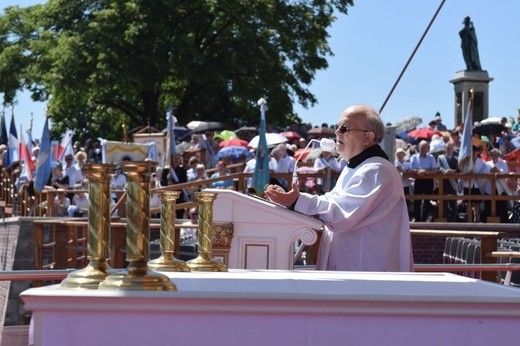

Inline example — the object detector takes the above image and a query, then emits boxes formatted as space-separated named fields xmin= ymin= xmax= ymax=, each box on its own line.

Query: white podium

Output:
xmin=21 ymin=269 xmax=520 ymax=346
xmin=204 ymin=189 xmax=323 ymax=269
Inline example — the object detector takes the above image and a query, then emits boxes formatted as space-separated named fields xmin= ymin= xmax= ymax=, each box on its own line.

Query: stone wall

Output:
xmin=0 ymin=217 xmax=34 ymax=326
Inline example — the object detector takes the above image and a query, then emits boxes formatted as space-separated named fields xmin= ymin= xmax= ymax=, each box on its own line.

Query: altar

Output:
xmin=21 ymin=269 xmax=520 ymax=346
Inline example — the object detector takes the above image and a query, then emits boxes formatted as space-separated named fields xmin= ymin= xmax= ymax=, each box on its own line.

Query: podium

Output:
xmin=21 ymin=269 xmax=520 ymax=346
xmin=204 ymin=189 xmax=324 ymax=270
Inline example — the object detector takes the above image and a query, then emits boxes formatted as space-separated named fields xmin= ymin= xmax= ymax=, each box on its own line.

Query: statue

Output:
xmin=459 ymin=17 xmax=482 ymax=71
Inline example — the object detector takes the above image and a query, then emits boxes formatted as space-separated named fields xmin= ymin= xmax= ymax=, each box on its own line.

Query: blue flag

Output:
xmin=4 ymin=115 xmax=20 ymax=167
xmin=0 ymin=113 xmax=9 ymax=146
xmin=253 ymin=98 xmax=269 ymax=193
xmin=163 ymin=106 xmax=177 ymax=168
xmin=458 ymin=99 xmax=473 ymax=173
xmin=34 ymin=118 xmax=51 ymax=192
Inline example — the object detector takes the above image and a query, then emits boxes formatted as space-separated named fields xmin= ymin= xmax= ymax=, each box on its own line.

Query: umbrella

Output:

···

● **EXERCISE BRIEF**: Write out all of the rows above again word for word, but leave the picture out.

● **SOLUTION FOR THIS PROBLEM**:
Inline example — the object detector takes the above image and a query, then emits boxes formatted as space-separated named fields xmin= ymin= xmax= ymax=, each box on its own line.

Query: white podium

Output:
xmin=21 ymin=269 xmax=520 ymax=346
xmin=204 ymin=189 xmax=323 ymax=269
Inline example — the object detector takes the above image and a query, then emits boxes formatted as space-separated named fields xmin= ymin= xmax= ymax=, each box on its own line.

Query: stone wall

Output:
xmin=0 ymin=217 xmax=34 ymax=326
Inline example — the object detector takes the above image and a query, then emits boxes formatted as space-separated named fields xmin= ymin= xmax= ymax=, each box on its own line.

Query: altar

Output:
xmin=21 ymin=269 xmax=520 ymax=346
Inline example — the object detector takes the above image and a query, then emits boxes formatted as space-separated named fields xmin= ymin= xmax= ymax=, each box on its own line.

Query: podium

Output:
xmin=21 ymin=269 xmax=520 ymax=346
xmin=204 ymin=189 xmax=324 ymax=270
Inline example — the object detector takes the above image and a query, then emits boxes formatted as space-separated named fields xmin= ymin= xmax= ymax=, each box on its own line.

Query: statue

Output:
xmin=459 ymin=17 xmax=482 ymax=71
Inline example — the object detector takes the above image and a query, then emits boxes formatted as space-separated named fields xmin= ymin= xmax= ymax=, each box on its own line.

Query: blue flag

Output:
xmin=4 ymin=115 xmax=20 ymax=167
xmin=0 ymin=113 xmax=9 ymax=146
xmin=253 ymin=98 xmax=269 ymax=193
xmin=163 ymin=106 xmax=177 ymax=168
xmin=458 ymin=99 xmax=473 ymax=173
xmin=34 ymin=118 xmax=51 ymax=192
Inline example — the object detector takes the above image and a query, then emits boxes formatted as space-separated named fields xmin= ymin= xmax= ymax=, each box on its own line.

Query: umbrella

Output:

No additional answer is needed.